TEXTO SELECIONADO:

* * *

Os donos do céu

A gravura de Flammarion é uma gravura de madeira criada por um artista desconhecido, é nomeada assim pelo fato que sua primeira aparência foi registrada no livro "A Atmosfera" (1888), do astrônomo Camilo Flammarion (1842 - 1925).

Ora (direis) ouvir estrelas! Certo
Perdeste o senso!” E eu vos direi, no entanto,
Que, para ouvi-las, muita vez desperto
E abro as janelas, pálido de espanto…

Olavo Bilac (Via Láctea, XIII)

* * *

INFORMAÇÕES FORNECIDAS:
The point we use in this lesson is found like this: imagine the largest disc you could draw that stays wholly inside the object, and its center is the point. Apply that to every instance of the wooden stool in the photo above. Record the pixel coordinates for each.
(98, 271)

* * *

TAREFAS:
1 - Responda às perguntas abaixo com base no texto selecionado.
(a) Em que livro foi registrada a primeira aparição da gravura de Flammarion?
(b) Quem criou a gravura, segundo o texto?
(c) Nos versos citados, o que o eu lírico faz para ouvir as estrelas?
2 - Reescreva de forma mais breve o parágrafo do texto selecionado que começa com "A gravura de Flammarion é", mantendo os fatos principais.
3 - Transcreva sem alterações o trecho do texto selecionado que vai de "Os donos do" até "(Via Láctea, XIII)", incluindo estas últimas palavras.

RESPOSTAS POR TAREFA:
1 -
(a) No livro "A Atmosfera" (1888), do astrônomo Camilo Flammarion.
(b) Um artista desconhecido.
(c) Muitas vezes desperta e abre as janelas.

2 - A gravura de Flammarion, feita em madeira por um artista desconhecido, tem esse nome porque apareceu pela primeira vez no livro "A Atmosfera" (1888), do astrônomo Camilo Flammarion (1842 - 1925).

3 -
Os donos do céu

A gravura de Flammarion é uma gravura de madeira criada por um artista desconhecido, é nomeada assim pelo fato que sua primeira aparência foi registrada no livro "A Atmosfera" (1888), do astrônomo Camilo Flammarion (1842 - 1925).

Ora (direis) ouvir estrelas! Certo
Perdeste o senso!” E eu vos direi, no entanto,
Que, para ouvi-las, muita vez desperto
E abro as janelas, pálido de espanto…

Olavo Bilac (Via Láctea, XIII)